-- SUPPLIED DATA follows --
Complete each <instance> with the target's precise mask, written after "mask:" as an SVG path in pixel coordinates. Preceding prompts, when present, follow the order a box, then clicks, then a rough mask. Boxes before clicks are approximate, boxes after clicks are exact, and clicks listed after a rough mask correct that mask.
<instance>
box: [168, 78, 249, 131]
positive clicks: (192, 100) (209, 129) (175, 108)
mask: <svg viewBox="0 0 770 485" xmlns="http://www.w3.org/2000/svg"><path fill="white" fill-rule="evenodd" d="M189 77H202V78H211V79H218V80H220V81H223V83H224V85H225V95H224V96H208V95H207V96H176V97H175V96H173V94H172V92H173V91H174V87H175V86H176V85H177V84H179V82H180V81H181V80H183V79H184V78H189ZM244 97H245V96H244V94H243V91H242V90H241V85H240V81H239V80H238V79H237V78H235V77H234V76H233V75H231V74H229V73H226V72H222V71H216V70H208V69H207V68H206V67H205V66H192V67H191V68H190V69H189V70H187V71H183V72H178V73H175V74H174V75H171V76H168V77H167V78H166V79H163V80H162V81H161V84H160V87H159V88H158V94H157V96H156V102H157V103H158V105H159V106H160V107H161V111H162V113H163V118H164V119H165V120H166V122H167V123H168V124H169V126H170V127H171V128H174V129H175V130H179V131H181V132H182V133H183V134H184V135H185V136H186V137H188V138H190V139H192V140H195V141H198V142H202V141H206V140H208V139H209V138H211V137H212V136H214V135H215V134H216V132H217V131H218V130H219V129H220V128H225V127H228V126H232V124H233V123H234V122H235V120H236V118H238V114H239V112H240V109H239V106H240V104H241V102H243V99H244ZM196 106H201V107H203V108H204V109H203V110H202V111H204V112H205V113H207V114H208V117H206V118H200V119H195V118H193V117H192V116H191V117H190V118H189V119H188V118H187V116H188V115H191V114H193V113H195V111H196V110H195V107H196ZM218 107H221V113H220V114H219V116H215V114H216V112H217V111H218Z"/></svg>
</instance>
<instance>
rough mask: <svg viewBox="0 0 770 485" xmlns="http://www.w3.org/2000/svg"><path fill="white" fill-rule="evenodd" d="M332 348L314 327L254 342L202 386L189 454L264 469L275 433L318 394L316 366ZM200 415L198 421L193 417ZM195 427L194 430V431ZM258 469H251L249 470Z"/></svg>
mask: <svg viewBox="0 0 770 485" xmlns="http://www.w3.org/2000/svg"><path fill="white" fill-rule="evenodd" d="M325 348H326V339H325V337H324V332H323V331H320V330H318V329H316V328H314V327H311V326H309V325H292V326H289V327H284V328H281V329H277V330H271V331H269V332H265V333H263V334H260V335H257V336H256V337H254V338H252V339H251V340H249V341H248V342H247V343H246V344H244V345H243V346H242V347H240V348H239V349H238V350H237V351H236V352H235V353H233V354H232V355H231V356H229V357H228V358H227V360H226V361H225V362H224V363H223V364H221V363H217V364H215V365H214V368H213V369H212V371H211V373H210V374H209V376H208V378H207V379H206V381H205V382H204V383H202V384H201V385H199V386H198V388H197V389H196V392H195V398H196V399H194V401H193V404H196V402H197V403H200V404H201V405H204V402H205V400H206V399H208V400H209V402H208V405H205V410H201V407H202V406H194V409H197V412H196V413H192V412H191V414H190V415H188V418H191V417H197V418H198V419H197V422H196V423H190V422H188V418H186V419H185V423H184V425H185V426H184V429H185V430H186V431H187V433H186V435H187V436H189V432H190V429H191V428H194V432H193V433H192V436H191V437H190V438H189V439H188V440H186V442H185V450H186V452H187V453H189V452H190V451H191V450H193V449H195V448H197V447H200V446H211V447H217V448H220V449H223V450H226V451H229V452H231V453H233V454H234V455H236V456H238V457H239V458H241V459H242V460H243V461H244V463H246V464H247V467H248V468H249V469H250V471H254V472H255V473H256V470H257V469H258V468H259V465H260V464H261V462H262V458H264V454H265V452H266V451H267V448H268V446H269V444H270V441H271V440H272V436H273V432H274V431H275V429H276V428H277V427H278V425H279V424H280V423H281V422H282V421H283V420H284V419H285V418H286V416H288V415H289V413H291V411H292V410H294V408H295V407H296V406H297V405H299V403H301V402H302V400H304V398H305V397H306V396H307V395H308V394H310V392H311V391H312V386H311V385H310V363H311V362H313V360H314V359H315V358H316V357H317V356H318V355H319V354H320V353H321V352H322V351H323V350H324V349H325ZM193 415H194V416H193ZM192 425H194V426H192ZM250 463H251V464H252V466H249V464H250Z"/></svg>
-- SUPPLIED DATA concluded --
» **ACTION ITEM**
Put every line above into a JSON list of strings, one string per line, with blank lines left out.

» **REPLY**
[
  "Complete each <instance> with the target's precise mask, written after \"mask:\" as an SVG path in pixel coordinates. Preceding prompts, when present, follow the order a box, then clicks, then a rough mask. Boxes before clicks are approximate, boxes after clicks are exact, and clicks listed after a rough mask correct that mask.",
  "<instance>",
  "box: [168, 78, 249, 131]",
  "positive clicks: (192, 100) (209, 129) (175, 108)",
  "mask: <svg viewBox=\"0 0 770 485\" xmlns=\"http://www.w3.org/2000/svg\"><path fill=\"white\" fill-rule=\"evenodd\" d=\"M189 77H202V78H211V79H218V80H220V81H223V83H224V85H225V95H224V96H208V95H207V96H176V97H175V96H173V94H172V92H173V91H174V87H175V86H176V85H177V84H179V82H180V81H181V80H183V79H184V78H189ZM244 97H245V96H244V94H243V91H242V90H241V85H240V81H239V80H238V79H237V78H235V77H234V76H233V75H231V74H229V73H226V72H222V71H216V70H208V69H207V68H206V67H205V66H192V67H191V68H190V69H189V70H187V71H183V72H178V73H175V74H174V75H171V76H168V77H167V78H166V79H163V80H162V81H161V84H160V87H159V88H158V94H157V96H156V102H157V103H158V105H159V106H160V107H161V111H162V113H163V118H164V119H165V120H166V122H167V123H168V124H169V126H170V127H171V128H174V129H175V130H179V131H181V132H182V133H183V134H184V135H185V136H186V137H188V138H190V139H192V140H195V141H198V142H202V141H206V140H208V139H209V138H211V137H212V136H214V135H215V134H216V132H217V131H218V130H219V129H220V128H225V127H228V126H232V124H233V123H234V122H235V120H236V118H238V114H239V112H240V109H239V106H240V104H241V102H243V99H244ZM196 106H201V107H203V108H204V109H203V110H202V111H204V112H205V113H207V114H208V117H206V118H200V119H195V118H193V117H192V116H191V117H190V118H189V119H188V118H187V116H188V115H191V114H193V113H195V111H196V110H195V107H196ZM218 107H221V113H220V114H219V116H215V114H216V112H217V111H218Z\"/></svg>",
  "</instance>",
  "<instance>",
  "rough mask: <svg viewBox=\"0 0 770 485\" xmlns=\"http://www.w3.org/2000/svg\"><path fill=\"white\" fill-rule=\"evenodd\" d=\"M332 348L314 327L254 342L202 386L189 454L264 469L275 433L318 394L316 366ZM200 415L198 421L193 417ZM195 427L194 430V431ZM258 469H251L249 470Z\"/></svg>",
  "mask: <svg viewBox=\"0 0 770 485\" xmlns=\"http://www.w3.org/2000/svg\"><path fill=\"white\" fill-rule=\"evenodd\" d=\"M325 348H326V339H325V337H324V332H323V331H320V330H318V329H316V328H314V327H311V326H309V325H292V326H289V327H284V328H281V329H277V330H271V331H269V332H265V333H263V334H260V335H257V336H256V337H254V338H252V339H251V340H249V341H248V342H247V343H246V344H244V345H243V346H242V347H240V348H239V349H238V350H237V351H236V352H235V353H233V354H232V355H231V356H229V357H228V358H227V360H226V361H225V362H224V363H223V364H221V363H217V364H215V365H214V368H213V369H212V371H211V373H210V374H209V376H208V378H207V379H206V381H205V382H204V383H202V384H201V385H199V386H198V388H197V389H196V392H195V398H196V399H194V401H193V404H196V402H197V403H200V404H201V405H204V402H205V400H206V399H208V400H209V402H208V405H205V410H201V407H202V406H194V409H197V412H196V413H192V412H191V414H190V415H188V418H191V417H197V418H198V419H197V422H196V423H190V422H188V418H186V419H185V423H184V425H185V426H184V429H185V430H186V431H187V433H186V435H187V436H189V432H190V429H191V428H194V432H193V433H192V436H191V437H190V438H189V439H188V440H186V442H185V450H186V452H187V453H189V452H190V451H191V450H193V449H195V448H197V447H200V446H211V447H217V448H220V449H223V450H226V451H229V452H231V453H233V454H234V455H236V456H238V457H239V458H241V459H242V460H243V461H244V463H246V464H247V467H248V468H249V469H250V471H254V472H255V473H256V470H257V469H258V468H259V465H260V464H261V462H262V458H264V454H265V452H266V451H267V448H268V446H269V444H270V441H271V440H272V436H273V432H274V431H275V429H276V428H277V427H278V425H279V424H280V423H281V422H282V421H283V420H284V419H285V418H286V416H288V415H289V413H291V411H292V410H294V408H295V407H296V406H297V405H299V403H301V402H302V400H304V398H305V397H306V396H307V395H308V394H310V392H311V391H312V386H311V385H310V363H311V362H313V360H314V359H315V358H316V357H317V356H318V355H319V354H320V353H321V352H322V351H323V350H324V349H325ZM193 415H194V416H193ZM192 425H194V426H192ZM250 463H251V464H252V466H249V464H250Z\"/></svg>"
]